**TASK DIRECTIONS**
Switch "spot" to "find" in every row below and give the lines back with nothing else altered. Leave the pictures out of your answer.

**DATA FOR THIS TASK**
[start]

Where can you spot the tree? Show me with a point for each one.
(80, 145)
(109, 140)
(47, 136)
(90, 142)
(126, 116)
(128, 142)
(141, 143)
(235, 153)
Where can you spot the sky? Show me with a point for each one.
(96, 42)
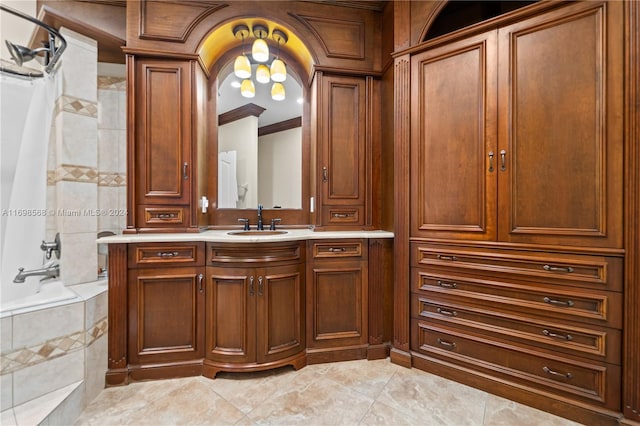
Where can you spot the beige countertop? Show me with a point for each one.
(232, 236)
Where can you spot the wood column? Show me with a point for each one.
(117, 373)
(631, 361)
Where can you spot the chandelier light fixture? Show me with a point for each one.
(275, 72)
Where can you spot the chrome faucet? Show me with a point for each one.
(51, 270)
(260, 224)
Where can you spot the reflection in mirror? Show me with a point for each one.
(259, 144)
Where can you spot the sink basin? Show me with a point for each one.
(255, 232)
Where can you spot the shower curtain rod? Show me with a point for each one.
(53, 35)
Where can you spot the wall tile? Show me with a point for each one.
(96, 367)
(79, 262)
(108, 150)
(39, 326)
(6, 391)
(79, 140)
(76, 207)
(80, 66)
(6, 333)
(41, 379)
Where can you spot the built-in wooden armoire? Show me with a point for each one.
(517, 137)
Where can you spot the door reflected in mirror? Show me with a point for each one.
(259, 144)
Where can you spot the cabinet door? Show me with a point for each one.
(343, 150)
(166, 321)
(453, 138)
(560, 126)
(231, 314)
(163, 131)
(338, 304)
(280, 315)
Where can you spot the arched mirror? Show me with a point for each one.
(262, 138)
(259, 142)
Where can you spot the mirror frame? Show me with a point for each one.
(229, 217)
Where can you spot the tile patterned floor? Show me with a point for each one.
(345, 393)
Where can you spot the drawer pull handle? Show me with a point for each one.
(166, 216)
(555, 373)
(446, 257)
(166, 254)
(548, 333)
(447, 312)
(558, 268)
(447, 284)
(450, 345)
(567, 303)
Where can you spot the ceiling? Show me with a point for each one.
(229, 97)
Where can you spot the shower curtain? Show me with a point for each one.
(26, 113)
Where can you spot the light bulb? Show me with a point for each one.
(262, 74)
(247, 89)
(277, 92)
(242, 67)
(278, 71)
(260, 50)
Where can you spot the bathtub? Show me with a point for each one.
(51, 294)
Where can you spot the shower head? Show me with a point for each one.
(21, 54)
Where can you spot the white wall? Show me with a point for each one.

[end]

**RESPONSE BELOW**
Where can you find the tree? Show me with a point for each one.
(80, 145)
(109, 140)
(47, 136)
(90, 142)
(126, 116)
(128, 142)
(141, 143)
(235, 153)
Where can you find the sky? Show me with a point for each one.
(96, 42)
Where can you find the beige countertop? Show me with a point for each one.
(232, 236)
Where can you find the wood column? Show me with a point for each one.
(117, 373)
(631, 361)
Where can you find the chandelier light fixture? Show me with a point for each one.
(275, 72)
Where can you find the chrome faucet? Show me with a point for each one.
(51, 270)
(260, 224)
Where can you find the reflection in mirror? Show me with a point for each one.
(259, 144)
Where can you find the sink basin? Show me with a point for each one.
(255, 232)
Where can you find the shower curtain rod? Show me with a point for each one.
(53, 35)
Where can you find the wall tile? Show me with a point for each one.
(96, 367)
(79, 262)
(108, 150)
(39, 326)
(6, 391)
(79, 140)
(76, 207)
(80, 66)
(6, 333)
(41, 379)
Where can you find the built-in wooden armoire? Show me with a point for each one.
(517, 137)
Where can you find the door reflected in mirror? Show me with a point for each one.
(259, 144)
Where can you find the cabinet door? Show me with a point for each one.
(343, 150)
(166, 321)
(453, 138)
(560, 126)
(231, 314)
(163, 131)
(338, 304)
(280, 315)
Where can you find the arched mirror? Show me with a point for each one.
(262, 138)
(259, 142)
Where can you find the mirror frame? Show me with a point for each one.
(229, 217)
Where can you find the tile patterned floor? Show me with a point for each one.
(345, 393)
Where can you find the drawer pull handle? Show me with a point for each one.
(166, 216)
(555, 373)
(446, 257)
(166, 254)
(548, 333)
(447, 312)
(558, 268)
(447, 284)
(450, 345)
(567, 303)
Where can you find the ceiling? Show me with a point for each one.
(229, 97)
Where can you find the shower curtain? Show me with a point for each one.
(26, 113)
Where can you find the light bulb? Show me with a point for each one.
(262, 74)
(247, 89)
(277, 92)
(242, 67)
(278, 71)
(260, 50)
Where can you find the bathtub? Show me with a point for each one.
(51, 294)
Where can you find the shower head? Show me with a point for each one.
(21, 54)
Where can you find the white wall? Show me with a point for each one.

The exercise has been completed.